:: What needs to be done ::
As the lines appear below, please set them down exactly, starting at the first and finishing with the one containing "positive clicks: (39, 215)".

----

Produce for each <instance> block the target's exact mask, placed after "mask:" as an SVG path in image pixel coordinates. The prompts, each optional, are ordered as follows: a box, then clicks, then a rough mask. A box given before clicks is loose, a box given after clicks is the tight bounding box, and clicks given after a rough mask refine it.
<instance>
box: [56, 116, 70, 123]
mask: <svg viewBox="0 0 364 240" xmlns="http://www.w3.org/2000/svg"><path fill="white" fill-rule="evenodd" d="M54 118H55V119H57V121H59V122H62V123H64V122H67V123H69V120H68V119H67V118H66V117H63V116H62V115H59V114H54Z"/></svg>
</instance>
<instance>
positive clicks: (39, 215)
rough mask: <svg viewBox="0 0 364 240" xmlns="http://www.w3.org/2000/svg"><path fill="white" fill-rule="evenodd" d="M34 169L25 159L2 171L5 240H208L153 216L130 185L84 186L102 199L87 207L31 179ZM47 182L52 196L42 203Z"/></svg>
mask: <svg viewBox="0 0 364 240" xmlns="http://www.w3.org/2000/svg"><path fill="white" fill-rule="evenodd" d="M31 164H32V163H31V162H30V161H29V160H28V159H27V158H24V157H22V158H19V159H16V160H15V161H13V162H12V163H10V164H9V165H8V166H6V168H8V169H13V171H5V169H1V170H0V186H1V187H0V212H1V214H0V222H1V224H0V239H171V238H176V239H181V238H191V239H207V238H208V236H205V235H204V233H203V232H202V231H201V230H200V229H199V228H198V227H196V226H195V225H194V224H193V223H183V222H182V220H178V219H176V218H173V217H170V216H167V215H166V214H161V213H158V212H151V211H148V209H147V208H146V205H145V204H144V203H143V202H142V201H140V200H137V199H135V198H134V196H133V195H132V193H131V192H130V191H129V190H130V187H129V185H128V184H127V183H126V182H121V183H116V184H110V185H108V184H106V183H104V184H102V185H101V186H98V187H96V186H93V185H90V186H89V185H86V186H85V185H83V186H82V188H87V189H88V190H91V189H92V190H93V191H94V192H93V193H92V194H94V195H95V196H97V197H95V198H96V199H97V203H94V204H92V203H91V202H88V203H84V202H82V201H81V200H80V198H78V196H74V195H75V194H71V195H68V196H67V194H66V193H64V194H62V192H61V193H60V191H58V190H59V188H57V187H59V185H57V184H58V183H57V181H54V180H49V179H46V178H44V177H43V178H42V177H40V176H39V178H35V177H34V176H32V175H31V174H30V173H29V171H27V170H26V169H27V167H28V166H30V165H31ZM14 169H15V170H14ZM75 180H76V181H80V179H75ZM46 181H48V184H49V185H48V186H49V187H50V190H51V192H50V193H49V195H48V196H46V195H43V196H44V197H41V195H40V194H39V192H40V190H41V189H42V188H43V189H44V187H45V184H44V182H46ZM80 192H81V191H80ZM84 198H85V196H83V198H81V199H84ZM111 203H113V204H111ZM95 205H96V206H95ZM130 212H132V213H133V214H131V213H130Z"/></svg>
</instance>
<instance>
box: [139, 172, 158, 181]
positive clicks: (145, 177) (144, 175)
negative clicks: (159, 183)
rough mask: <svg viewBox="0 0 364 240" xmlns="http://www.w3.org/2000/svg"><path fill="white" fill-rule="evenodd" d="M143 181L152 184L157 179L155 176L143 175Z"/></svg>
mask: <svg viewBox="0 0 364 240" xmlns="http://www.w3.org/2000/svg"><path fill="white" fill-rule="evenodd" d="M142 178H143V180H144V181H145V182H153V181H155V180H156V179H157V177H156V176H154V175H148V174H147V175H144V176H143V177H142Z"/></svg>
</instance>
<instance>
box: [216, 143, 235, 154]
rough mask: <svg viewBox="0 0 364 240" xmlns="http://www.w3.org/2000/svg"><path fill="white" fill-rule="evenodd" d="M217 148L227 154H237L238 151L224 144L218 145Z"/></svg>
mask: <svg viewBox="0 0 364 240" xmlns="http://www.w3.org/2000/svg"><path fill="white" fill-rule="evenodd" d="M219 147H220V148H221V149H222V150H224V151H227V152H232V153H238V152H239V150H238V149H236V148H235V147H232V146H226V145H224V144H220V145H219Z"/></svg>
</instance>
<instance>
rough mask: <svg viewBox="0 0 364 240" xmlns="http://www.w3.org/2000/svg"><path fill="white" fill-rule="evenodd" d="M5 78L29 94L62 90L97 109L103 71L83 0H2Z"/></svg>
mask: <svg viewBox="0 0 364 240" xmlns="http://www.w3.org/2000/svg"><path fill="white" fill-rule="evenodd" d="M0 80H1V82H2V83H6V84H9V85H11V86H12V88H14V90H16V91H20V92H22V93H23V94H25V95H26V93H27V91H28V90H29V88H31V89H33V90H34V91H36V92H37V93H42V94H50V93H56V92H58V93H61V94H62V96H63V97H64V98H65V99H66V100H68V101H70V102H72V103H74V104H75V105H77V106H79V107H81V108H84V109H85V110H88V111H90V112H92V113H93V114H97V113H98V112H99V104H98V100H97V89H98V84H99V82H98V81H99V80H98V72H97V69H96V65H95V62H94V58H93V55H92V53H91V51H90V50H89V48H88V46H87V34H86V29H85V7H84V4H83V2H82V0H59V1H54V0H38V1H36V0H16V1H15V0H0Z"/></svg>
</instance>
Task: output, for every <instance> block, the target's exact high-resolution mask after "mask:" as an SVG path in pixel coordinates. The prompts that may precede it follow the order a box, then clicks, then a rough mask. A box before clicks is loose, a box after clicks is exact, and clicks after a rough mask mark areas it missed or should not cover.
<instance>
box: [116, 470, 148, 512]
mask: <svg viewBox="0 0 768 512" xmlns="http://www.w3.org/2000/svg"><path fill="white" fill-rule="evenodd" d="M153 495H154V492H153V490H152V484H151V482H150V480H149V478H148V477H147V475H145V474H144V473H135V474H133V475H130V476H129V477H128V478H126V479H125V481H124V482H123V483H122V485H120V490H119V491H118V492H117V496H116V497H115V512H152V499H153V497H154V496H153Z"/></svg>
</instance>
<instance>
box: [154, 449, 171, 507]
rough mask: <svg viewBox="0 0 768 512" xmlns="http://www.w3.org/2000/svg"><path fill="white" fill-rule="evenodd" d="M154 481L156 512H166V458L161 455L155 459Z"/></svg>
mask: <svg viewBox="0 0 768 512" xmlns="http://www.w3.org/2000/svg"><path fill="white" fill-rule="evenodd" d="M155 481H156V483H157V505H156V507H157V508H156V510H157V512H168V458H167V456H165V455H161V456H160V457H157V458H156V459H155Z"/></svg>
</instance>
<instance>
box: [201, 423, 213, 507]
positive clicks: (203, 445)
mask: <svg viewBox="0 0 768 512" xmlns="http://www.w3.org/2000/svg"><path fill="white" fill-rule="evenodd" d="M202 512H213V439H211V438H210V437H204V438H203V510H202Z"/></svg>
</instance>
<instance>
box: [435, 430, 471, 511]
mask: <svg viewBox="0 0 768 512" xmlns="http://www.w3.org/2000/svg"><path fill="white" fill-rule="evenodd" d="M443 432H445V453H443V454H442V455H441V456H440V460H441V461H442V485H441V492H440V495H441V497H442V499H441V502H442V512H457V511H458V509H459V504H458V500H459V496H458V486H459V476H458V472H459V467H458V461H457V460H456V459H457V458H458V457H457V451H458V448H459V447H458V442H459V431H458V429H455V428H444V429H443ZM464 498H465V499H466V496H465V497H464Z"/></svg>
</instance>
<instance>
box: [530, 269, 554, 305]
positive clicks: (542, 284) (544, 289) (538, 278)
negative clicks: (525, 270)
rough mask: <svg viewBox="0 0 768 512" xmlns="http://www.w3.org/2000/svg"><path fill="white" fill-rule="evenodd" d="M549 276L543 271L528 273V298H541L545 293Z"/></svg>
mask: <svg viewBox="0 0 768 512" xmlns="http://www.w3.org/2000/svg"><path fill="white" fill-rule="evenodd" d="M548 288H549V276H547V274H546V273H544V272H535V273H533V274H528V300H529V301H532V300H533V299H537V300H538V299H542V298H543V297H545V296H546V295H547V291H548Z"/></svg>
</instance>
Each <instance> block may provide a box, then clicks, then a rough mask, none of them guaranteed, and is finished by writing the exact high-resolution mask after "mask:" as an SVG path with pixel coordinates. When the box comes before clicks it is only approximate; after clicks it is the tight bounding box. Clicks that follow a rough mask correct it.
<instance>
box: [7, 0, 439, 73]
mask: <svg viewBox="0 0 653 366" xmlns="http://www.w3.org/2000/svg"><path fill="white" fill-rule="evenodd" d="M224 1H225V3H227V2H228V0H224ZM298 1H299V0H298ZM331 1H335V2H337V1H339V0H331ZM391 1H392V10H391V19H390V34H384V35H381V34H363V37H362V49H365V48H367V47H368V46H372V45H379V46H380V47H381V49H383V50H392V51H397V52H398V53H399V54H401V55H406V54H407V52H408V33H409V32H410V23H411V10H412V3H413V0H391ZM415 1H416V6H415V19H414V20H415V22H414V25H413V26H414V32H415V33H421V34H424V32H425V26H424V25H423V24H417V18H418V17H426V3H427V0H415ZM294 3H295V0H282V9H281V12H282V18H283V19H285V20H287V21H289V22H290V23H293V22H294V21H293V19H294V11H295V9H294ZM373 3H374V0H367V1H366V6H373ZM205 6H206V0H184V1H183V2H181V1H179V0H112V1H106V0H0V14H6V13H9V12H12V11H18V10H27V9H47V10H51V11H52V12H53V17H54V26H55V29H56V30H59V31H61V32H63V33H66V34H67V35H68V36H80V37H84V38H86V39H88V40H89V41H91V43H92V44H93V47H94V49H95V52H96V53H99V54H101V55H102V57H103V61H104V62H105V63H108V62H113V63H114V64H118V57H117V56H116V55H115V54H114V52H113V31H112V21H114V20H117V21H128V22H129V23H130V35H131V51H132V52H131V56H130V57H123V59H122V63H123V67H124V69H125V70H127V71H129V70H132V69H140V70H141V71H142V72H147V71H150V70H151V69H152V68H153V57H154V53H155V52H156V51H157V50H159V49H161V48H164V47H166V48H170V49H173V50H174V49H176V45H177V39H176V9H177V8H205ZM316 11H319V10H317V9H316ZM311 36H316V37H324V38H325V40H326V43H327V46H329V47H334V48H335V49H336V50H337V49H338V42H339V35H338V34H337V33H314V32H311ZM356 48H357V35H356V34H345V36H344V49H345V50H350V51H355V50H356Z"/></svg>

----

:: Solution to the problem ::
Produce for each <instance> block the target's exact mask, placed after "mask:" as an SVG path in image pixel coordinates. The prompts, each optional, are ordered as follows: a box, then clicks, then a rough mask. A box given before clicks is loose, a box given after clicks is the tight bounding box, and clicks given after a rough mask refine it.
<instance>
box: [56, 116, 70, 123]
mask: <svg viewBox="0 0 364 240" xmlns="http://www.w3.org/2000/svg"><path fill="white" fill-rule="evenodd" d="M54 118H55V119H57V121H59V122H62V123H64V122H67V123H69V120H68V119H67V118H66V117H63V116H62V115H59V114H54Z"/></svg>
</instance>
<instance>
positive clicks: (39, 215)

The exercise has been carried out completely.